= YOUR INSTRUCTIONS =
If a line in the entries includes "coordinates", show that line.

══════

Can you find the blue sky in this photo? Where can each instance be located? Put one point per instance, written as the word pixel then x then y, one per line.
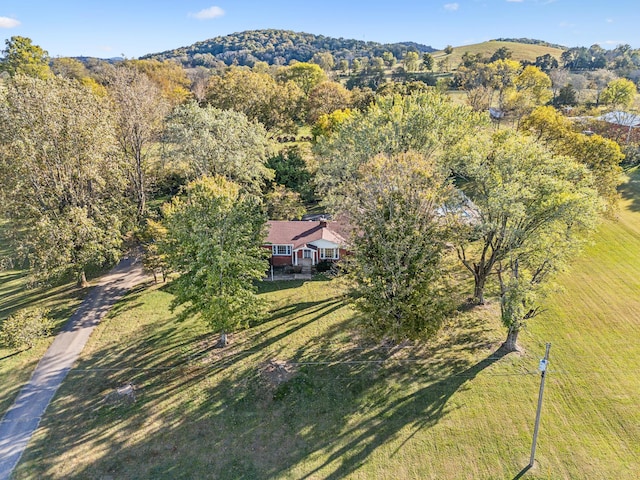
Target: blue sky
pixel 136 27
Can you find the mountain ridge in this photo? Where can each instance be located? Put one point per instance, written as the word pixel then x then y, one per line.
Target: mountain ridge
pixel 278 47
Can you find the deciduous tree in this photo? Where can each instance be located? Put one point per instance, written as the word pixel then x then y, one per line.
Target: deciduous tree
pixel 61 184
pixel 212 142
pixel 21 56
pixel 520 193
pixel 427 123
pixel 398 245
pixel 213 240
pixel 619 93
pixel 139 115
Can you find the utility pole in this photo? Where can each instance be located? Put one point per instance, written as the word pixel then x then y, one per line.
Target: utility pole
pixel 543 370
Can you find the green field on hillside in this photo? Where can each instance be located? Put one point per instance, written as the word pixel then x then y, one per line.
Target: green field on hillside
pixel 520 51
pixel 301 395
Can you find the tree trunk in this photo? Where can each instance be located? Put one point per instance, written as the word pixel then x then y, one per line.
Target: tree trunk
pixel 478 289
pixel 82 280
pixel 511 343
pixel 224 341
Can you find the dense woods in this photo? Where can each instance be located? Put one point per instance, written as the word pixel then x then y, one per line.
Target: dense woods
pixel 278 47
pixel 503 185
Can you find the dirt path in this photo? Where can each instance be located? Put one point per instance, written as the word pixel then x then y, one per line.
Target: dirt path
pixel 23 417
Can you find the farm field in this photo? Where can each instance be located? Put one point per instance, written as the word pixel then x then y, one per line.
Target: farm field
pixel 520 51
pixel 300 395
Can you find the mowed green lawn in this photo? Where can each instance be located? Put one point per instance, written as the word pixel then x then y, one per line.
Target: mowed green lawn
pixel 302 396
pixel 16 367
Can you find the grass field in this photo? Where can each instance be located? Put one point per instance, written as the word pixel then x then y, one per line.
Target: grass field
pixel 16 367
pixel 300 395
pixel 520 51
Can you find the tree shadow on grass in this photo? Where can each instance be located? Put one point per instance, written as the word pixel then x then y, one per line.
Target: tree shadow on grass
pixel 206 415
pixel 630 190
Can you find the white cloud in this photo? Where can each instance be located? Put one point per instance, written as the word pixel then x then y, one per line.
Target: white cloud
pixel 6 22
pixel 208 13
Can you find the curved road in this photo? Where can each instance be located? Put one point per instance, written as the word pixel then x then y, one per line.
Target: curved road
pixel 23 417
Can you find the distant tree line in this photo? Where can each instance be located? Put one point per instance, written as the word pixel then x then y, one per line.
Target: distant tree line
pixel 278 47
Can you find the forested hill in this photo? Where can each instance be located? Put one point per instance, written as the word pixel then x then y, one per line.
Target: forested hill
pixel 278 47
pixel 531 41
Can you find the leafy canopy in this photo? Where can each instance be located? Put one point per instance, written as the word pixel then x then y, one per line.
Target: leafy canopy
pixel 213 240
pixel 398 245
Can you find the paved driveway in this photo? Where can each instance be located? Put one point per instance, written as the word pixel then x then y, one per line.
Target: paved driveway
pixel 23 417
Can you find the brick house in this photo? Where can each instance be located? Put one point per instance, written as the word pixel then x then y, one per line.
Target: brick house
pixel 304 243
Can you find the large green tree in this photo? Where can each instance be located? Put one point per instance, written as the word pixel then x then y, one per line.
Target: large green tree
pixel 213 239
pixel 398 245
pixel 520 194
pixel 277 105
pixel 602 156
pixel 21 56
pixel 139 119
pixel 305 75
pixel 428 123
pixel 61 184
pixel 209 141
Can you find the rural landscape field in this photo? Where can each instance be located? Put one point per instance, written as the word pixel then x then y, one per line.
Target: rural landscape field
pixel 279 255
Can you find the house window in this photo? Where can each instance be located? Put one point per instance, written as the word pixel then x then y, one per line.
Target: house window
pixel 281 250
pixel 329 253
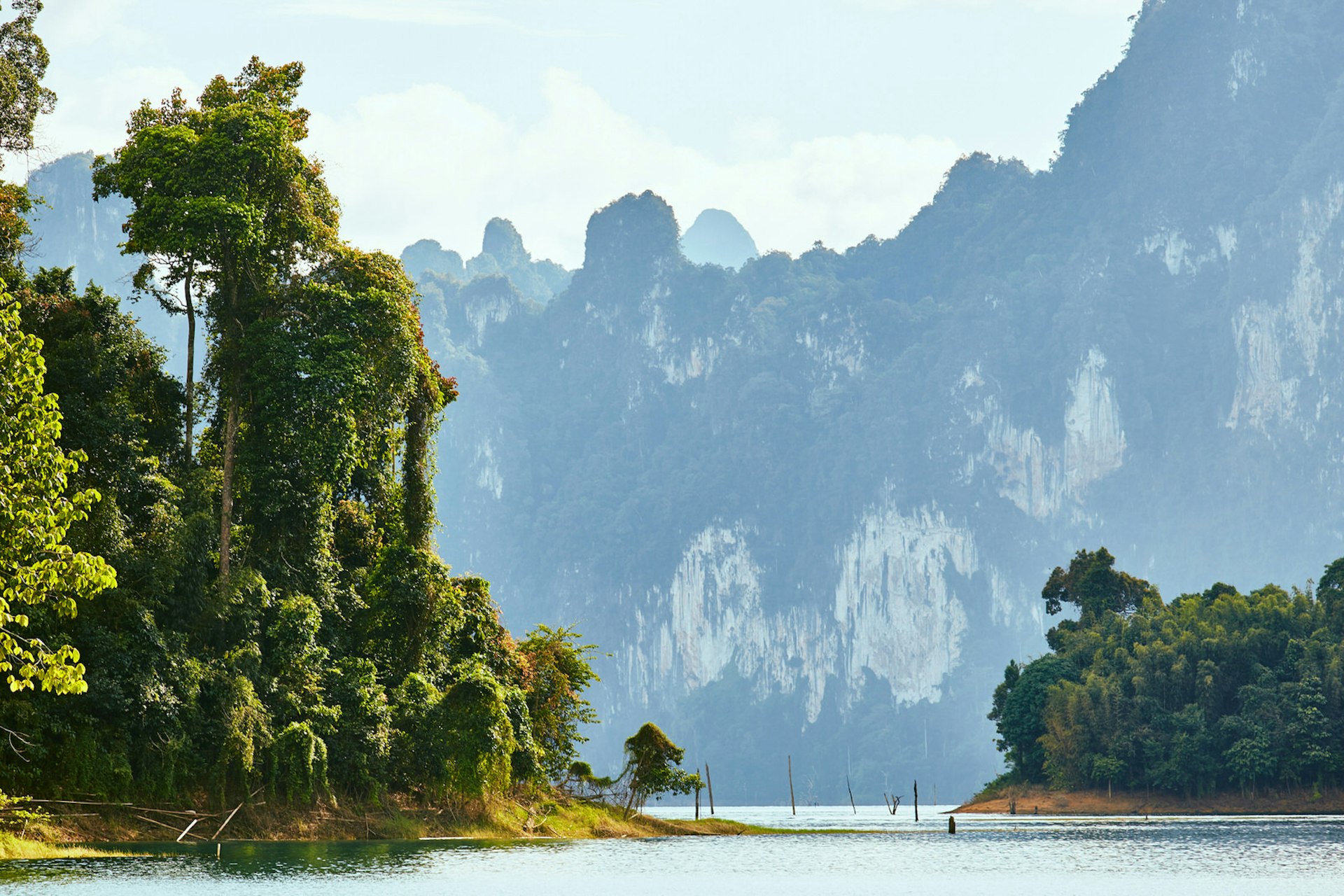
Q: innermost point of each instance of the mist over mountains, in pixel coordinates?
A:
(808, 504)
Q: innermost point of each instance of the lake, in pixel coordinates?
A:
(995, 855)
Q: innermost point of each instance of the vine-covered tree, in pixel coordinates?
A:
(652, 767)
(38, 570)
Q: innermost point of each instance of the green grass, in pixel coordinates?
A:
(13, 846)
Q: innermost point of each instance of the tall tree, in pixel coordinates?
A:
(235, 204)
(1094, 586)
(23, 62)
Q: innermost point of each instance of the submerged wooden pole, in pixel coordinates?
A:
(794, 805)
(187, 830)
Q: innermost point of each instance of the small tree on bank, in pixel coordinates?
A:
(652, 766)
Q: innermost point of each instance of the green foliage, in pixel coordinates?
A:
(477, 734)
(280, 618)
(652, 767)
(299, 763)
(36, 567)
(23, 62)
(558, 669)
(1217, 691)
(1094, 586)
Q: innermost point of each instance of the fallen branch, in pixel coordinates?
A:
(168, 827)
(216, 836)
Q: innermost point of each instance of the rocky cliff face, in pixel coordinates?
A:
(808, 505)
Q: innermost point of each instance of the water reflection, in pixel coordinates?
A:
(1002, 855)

══════

= RESULT BELOW =
Q: innermost point of each instance of the mist over mountains, in pixel coordinates?
Q: innermost point of each instance of the lake, in pixel coordinates?
Q: innermost point of each instance of the vine-covered tree, in pixel coordinates?
Q: innermost point of each instance of the green grass, in pixel coordinates?
Q: innermost point of each instance of the tall tree, in pixel coordinates?
Q: innermost point of each instance of the submerged wooden pole, in pixel coordinates?
Q: innermost point of each instance of the small tree on bank, in pixel coordinates?
Q: innermost point of each instance of the green foliage, in pixel coordinates?
Q: innermost point of each instance of the fallen branch, in pixel coordinates?
Q: innermost point of each instance of the rocky cliff face, in pixel coordinates?
Q: innermost point of each instance of the water reflection, in pixel coordinates?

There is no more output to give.